Let’s start with the good stuff first. Here is a 3D print of a new ShapeJS creator called the Image Lathe. This was printed at Shapeways in Black Glossy Ceramics for $25.

The basic premise of the creator is to give the user 2 images to control creation of the object. The first image is the profile image. This describes the basic shape of the object. If your familiar with using a pottery wheel or a lathe then you know how this works. You take an outline and sweep it through a 360 degree path. This is great for making a bunch of common shapes like vases, bowls, cups, chess pieces etc. After you have the basic shape then we’ll use another image to make the surface pattern. This image is reflected several times to make an interesting final pattern.

Profile
The profile is created from an image that is rotated in space. This ShapeJS script takes an image and makes a shell out of it. So the 2D images on the left is turned into the 3D vase on the right.

Dataset excerpts on pointing at objects
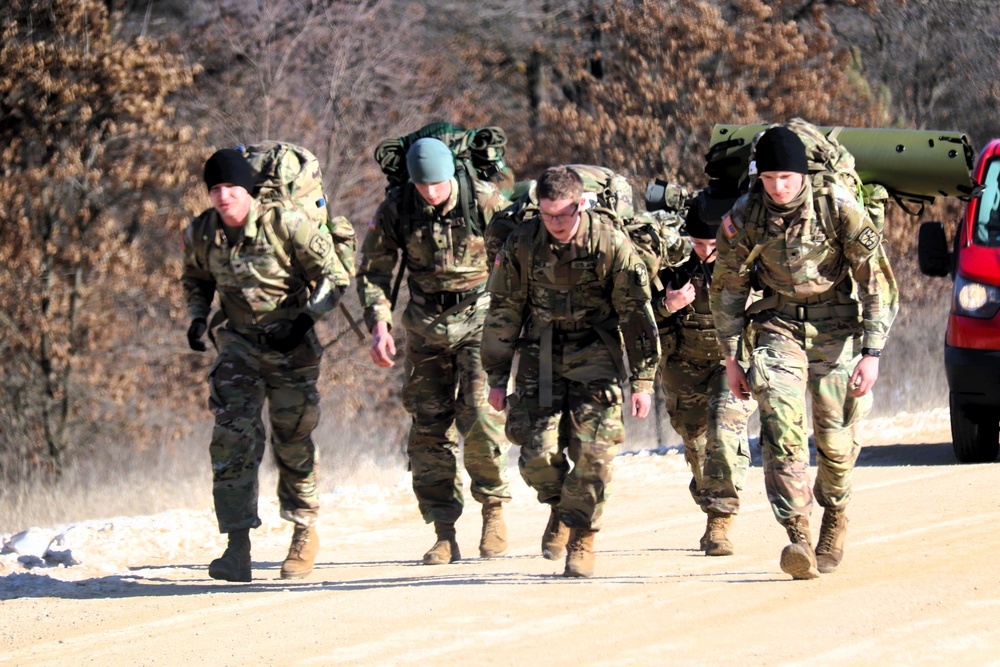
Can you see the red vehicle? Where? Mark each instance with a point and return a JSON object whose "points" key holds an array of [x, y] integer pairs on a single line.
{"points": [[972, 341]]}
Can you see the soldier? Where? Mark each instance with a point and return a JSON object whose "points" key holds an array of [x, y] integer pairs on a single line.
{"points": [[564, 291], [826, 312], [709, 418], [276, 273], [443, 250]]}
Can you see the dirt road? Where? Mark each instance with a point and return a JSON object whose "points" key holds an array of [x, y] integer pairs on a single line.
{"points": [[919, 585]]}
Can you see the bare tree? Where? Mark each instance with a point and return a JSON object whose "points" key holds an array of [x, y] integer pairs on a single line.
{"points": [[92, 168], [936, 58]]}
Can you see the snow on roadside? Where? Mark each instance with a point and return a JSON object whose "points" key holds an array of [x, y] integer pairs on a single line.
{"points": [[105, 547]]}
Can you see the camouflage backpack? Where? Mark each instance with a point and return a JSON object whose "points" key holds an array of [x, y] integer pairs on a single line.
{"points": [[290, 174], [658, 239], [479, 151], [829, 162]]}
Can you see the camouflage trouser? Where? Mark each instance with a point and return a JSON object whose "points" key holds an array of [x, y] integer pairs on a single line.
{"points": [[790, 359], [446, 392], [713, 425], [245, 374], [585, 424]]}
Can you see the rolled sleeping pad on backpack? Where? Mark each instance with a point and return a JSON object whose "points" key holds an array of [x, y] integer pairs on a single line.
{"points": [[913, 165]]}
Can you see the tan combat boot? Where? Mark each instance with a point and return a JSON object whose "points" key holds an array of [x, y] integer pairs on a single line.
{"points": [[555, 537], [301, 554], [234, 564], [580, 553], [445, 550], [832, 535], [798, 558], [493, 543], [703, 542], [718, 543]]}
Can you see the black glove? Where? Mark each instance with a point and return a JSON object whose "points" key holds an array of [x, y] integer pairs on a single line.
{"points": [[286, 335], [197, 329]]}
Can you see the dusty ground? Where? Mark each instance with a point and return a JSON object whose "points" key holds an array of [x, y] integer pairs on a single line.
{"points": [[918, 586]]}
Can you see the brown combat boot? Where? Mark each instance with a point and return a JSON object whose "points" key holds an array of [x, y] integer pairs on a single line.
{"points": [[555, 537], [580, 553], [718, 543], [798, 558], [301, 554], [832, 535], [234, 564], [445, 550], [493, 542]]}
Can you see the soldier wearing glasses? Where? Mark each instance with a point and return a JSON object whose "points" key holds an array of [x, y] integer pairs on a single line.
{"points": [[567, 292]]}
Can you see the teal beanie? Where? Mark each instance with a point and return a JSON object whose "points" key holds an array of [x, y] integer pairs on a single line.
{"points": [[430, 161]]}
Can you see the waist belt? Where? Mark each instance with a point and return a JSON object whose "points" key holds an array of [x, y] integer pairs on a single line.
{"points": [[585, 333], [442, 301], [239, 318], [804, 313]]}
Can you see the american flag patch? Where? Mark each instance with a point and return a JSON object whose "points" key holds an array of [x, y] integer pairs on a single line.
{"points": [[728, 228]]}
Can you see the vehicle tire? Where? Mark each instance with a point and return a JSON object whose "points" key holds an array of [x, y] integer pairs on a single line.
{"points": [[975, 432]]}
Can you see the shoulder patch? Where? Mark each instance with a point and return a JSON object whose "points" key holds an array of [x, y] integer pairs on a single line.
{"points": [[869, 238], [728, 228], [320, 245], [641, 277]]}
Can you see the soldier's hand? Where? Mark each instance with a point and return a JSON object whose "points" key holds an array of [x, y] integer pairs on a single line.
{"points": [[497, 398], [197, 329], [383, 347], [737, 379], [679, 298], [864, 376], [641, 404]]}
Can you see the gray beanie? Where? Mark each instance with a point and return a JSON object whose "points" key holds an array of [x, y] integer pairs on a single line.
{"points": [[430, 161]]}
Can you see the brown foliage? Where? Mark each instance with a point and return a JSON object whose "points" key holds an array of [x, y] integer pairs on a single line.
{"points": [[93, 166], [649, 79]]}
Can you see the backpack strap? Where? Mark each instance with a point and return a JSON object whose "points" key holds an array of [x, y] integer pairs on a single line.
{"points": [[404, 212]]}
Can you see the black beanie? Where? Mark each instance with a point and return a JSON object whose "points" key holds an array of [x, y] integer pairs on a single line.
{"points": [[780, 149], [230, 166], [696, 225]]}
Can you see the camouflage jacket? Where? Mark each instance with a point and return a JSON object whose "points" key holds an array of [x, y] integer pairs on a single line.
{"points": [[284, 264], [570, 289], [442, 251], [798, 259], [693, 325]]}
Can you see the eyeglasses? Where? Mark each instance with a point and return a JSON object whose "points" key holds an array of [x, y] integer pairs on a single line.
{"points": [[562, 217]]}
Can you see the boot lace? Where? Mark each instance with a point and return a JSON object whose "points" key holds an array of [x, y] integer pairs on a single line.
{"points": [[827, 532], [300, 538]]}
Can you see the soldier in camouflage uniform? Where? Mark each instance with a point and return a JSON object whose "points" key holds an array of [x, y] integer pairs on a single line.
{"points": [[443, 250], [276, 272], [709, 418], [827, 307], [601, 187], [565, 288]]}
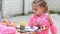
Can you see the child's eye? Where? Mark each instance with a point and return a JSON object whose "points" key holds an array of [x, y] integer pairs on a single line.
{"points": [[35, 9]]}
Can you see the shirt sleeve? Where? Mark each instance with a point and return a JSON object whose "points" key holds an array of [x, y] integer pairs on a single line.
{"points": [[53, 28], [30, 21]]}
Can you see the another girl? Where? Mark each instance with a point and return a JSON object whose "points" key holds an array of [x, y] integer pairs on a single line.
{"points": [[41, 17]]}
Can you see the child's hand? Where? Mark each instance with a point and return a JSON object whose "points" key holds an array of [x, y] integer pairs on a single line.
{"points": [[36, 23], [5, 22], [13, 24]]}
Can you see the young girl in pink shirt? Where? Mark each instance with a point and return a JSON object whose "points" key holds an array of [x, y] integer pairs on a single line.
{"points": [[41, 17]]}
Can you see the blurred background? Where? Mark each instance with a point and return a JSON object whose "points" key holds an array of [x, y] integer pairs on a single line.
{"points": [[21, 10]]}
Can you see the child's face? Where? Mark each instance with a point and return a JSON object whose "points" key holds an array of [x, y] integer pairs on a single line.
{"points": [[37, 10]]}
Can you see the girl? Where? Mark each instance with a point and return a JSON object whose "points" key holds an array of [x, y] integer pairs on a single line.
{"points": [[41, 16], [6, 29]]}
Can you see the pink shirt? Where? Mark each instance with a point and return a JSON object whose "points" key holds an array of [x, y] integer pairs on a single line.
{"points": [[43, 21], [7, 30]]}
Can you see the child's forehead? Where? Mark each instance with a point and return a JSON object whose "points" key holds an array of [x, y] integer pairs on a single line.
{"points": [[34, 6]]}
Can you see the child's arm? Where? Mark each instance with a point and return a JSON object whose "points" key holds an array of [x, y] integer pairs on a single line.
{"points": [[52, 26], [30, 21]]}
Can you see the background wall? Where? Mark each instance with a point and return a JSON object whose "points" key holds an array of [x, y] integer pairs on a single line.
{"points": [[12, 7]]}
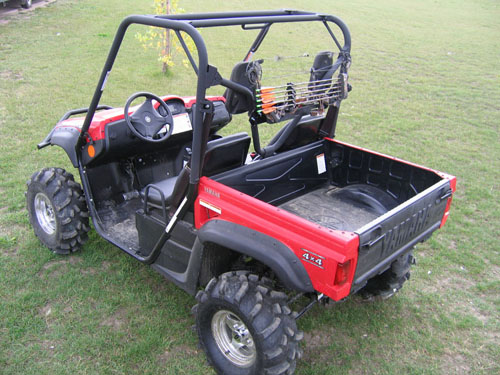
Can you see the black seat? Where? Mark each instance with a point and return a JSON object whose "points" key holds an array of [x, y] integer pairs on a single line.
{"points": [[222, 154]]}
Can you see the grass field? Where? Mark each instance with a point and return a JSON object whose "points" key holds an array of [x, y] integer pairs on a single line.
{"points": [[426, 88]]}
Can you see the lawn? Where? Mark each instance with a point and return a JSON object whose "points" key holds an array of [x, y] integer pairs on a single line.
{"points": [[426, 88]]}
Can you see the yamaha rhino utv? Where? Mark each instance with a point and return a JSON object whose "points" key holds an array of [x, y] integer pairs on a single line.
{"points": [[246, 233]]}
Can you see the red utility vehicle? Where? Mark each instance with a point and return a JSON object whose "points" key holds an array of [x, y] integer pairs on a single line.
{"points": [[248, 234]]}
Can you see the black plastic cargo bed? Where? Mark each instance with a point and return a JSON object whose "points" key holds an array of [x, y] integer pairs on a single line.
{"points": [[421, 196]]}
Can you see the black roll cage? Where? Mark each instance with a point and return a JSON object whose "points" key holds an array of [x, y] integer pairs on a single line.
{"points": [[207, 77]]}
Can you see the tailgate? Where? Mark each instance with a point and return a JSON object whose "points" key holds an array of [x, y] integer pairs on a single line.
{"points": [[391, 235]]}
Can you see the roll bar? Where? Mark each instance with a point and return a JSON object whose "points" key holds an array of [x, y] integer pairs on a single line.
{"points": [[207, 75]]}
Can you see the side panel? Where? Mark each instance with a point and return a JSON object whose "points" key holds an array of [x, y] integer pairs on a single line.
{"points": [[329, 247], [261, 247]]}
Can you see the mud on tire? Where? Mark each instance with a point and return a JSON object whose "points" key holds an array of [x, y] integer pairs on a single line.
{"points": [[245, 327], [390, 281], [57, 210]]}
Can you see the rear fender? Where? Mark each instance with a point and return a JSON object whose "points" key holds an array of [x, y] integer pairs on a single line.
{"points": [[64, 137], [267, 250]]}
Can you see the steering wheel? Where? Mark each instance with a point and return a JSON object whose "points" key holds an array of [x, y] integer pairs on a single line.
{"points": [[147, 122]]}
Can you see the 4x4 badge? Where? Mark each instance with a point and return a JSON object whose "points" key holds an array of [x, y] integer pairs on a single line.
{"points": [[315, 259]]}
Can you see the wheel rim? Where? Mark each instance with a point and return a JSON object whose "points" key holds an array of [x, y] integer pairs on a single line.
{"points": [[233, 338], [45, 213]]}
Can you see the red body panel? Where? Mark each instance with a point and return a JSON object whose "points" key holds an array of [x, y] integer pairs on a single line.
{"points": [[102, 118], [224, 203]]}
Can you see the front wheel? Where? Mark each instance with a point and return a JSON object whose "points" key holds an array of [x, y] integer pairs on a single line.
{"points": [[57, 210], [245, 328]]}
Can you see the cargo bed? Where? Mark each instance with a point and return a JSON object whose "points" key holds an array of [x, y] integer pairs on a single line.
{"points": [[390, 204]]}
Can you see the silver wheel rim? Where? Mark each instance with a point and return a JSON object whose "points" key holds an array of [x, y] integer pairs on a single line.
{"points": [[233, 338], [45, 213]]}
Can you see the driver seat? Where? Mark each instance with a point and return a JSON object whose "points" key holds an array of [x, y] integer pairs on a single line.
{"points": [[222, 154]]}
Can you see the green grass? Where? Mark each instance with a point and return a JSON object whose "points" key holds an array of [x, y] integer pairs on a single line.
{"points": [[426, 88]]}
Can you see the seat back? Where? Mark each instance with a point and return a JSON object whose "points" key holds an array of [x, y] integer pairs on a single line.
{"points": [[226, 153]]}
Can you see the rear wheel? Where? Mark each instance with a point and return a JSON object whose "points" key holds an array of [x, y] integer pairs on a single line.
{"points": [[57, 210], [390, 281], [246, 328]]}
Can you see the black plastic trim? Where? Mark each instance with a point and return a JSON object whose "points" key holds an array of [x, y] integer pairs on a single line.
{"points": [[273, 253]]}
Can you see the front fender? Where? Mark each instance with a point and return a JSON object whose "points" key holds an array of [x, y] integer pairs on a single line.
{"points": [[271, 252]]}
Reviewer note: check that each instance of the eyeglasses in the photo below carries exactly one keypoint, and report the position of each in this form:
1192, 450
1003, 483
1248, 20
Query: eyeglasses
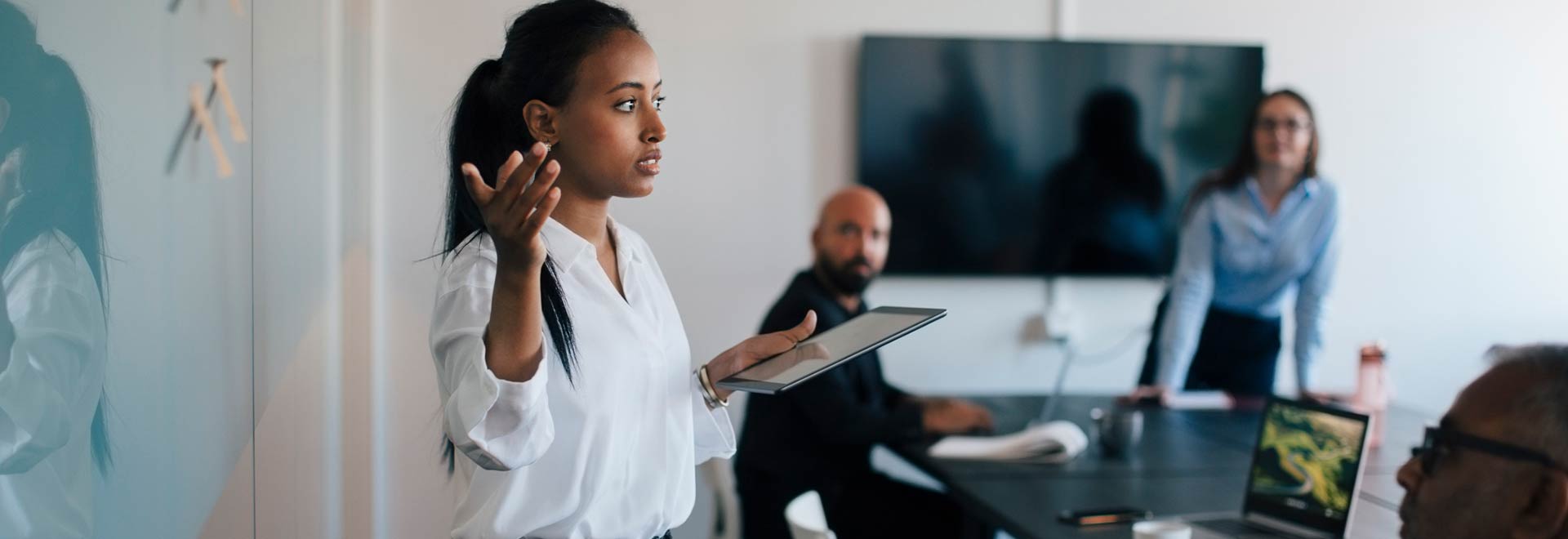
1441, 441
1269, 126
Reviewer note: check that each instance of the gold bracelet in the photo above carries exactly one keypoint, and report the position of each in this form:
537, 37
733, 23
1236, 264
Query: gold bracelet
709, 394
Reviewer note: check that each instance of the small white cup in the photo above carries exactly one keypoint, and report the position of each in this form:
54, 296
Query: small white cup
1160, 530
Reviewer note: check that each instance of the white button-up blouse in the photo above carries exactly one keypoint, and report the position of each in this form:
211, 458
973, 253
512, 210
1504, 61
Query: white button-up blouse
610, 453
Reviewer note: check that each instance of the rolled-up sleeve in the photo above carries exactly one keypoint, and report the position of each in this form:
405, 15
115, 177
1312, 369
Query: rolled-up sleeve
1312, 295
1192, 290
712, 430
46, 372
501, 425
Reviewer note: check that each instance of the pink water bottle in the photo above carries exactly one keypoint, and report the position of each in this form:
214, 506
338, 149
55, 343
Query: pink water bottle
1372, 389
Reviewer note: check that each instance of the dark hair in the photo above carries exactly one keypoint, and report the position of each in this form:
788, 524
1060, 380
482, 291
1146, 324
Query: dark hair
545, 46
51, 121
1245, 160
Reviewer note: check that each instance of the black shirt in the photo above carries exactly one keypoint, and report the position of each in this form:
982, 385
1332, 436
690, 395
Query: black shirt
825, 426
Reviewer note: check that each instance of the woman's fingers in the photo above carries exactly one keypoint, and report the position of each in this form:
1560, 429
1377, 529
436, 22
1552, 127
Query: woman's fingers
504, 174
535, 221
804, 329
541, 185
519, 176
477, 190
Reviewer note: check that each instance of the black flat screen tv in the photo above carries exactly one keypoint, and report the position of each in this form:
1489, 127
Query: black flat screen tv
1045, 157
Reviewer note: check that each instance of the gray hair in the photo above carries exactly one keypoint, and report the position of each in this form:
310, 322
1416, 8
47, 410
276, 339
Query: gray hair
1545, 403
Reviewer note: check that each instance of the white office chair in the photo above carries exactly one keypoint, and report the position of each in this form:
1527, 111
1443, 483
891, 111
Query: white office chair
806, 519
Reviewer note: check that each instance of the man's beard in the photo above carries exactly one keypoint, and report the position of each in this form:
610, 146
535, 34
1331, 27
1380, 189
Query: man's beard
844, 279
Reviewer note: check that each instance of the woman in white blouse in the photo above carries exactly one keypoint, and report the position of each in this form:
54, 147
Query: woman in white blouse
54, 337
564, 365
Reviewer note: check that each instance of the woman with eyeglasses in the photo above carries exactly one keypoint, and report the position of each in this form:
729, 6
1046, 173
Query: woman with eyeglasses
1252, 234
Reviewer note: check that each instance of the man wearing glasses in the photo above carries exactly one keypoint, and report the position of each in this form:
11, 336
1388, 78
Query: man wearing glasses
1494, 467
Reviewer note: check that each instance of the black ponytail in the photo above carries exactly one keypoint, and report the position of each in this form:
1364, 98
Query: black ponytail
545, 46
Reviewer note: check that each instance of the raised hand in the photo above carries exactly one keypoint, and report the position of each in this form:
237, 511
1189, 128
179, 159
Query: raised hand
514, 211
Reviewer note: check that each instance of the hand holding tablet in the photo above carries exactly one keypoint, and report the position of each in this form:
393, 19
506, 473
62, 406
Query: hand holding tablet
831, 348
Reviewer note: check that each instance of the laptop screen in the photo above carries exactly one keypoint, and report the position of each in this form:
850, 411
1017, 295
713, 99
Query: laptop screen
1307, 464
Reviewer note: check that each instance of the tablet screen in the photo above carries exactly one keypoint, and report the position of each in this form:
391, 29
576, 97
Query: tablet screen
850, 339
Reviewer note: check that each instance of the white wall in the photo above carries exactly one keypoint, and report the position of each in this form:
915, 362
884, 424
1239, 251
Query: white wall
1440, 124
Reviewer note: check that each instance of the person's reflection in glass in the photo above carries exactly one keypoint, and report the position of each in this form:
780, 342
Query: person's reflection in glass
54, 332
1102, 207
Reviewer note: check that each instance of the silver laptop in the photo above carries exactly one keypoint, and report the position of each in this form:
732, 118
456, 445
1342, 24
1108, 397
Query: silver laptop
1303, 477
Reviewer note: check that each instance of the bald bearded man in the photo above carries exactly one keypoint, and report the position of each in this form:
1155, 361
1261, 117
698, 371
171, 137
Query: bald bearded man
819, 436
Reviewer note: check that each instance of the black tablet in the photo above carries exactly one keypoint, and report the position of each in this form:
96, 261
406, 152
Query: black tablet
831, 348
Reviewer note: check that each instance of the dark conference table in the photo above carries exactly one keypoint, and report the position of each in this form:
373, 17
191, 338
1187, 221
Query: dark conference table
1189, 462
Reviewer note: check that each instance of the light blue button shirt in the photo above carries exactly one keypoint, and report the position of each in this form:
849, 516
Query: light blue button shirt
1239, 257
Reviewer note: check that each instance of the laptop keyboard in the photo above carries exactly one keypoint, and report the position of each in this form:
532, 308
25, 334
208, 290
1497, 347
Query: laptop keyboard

* [EXERCISE DESCRIPTION]:
In the text on the Image Lathe creator, what material was the 3D print made in at Shapeways?

* [COMPLETED TASK]:
Black Glossy Ceramics.